Exercise task: Copy out verbatim the material from the line containing "Guideline reminder — boxes should be snug around the sweaty" through the line containing "[2,33,66,108]", including both of those lines and nothing else.

Data entries:
···
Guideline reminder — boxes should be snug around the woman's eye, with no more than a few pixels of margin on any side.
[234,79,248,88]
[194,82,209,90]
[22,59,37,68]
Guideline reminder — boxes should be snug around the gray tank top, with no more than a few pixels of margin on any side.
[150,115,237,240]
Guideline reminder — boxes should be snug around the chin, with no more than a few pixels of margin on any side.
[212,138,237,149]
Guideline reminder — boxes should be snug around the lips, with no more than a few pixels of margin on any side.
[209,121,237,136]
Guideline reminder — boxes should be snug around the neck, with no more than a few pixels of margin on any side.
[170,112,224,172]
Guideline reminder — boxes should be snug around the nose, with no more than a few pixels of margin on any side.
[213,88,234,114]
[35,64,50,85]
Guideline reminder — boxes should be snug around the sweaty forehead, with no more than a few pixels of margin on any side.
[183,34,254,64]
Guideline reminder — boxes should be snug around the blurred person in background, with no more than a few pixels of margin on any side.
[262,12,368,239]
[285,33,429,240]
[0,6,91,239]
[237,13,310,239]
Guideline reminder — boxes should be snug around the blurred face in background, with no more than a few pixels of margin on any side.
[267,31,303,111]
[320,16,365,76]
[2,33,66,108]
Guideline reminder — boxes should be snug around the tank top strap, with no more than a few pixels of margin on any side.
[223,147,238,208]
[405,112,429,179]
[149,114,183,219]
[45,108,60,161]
···
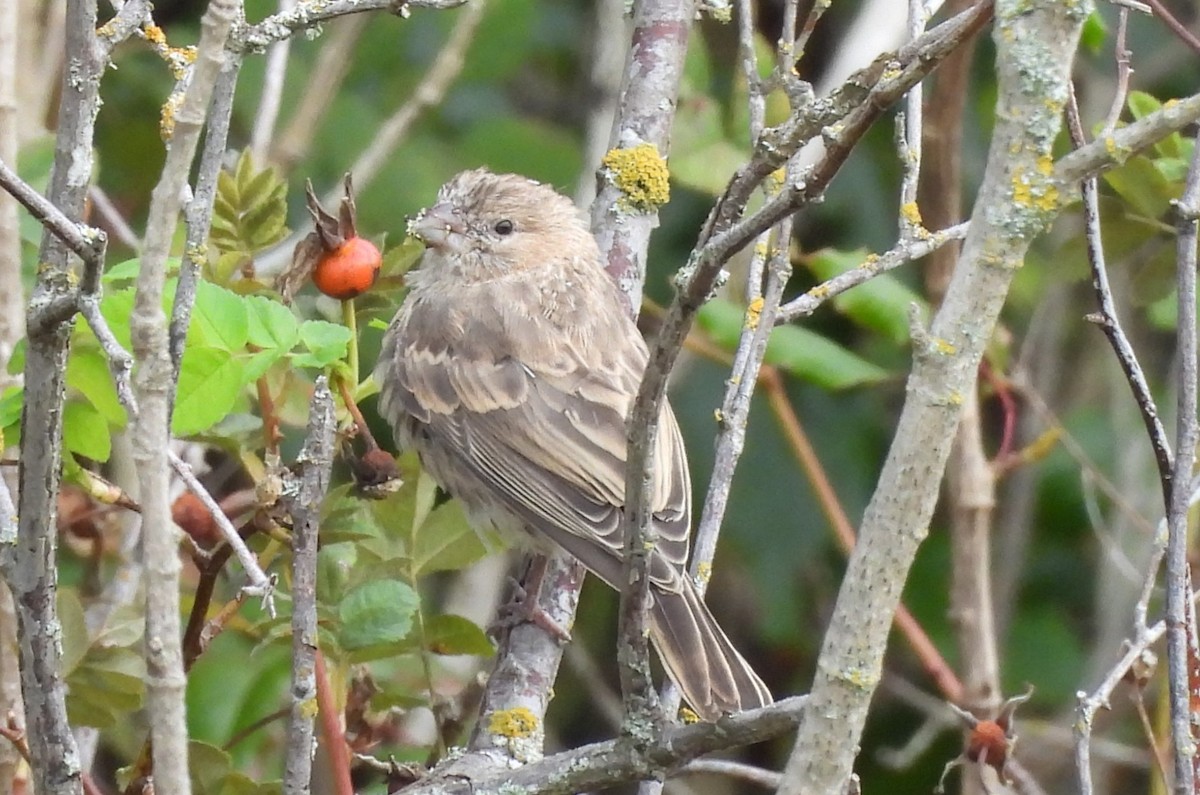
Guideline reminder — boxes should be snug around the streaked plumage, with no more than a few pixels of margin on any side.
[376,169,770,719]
···
Reply to the exercise:
Guideline reminder — boxes should be snug around the sweaty forehead, with no more than a few pixels of margin on any side.
[183,34,254,64]
Guideline reminder — boxes should be snug around the blurred person in background, with no more than a few pixels of margin on any side.
[262,12,368,239]
[285,33,429,240]
[0,6,91,239]
[237,13,310,239]
Guideline reminder — boxes should be snug around the blurred face in background, with no more than a few pixels of margin on any side.
[267,31,303,111]
[320,16,365,76]
[2,33,66,108]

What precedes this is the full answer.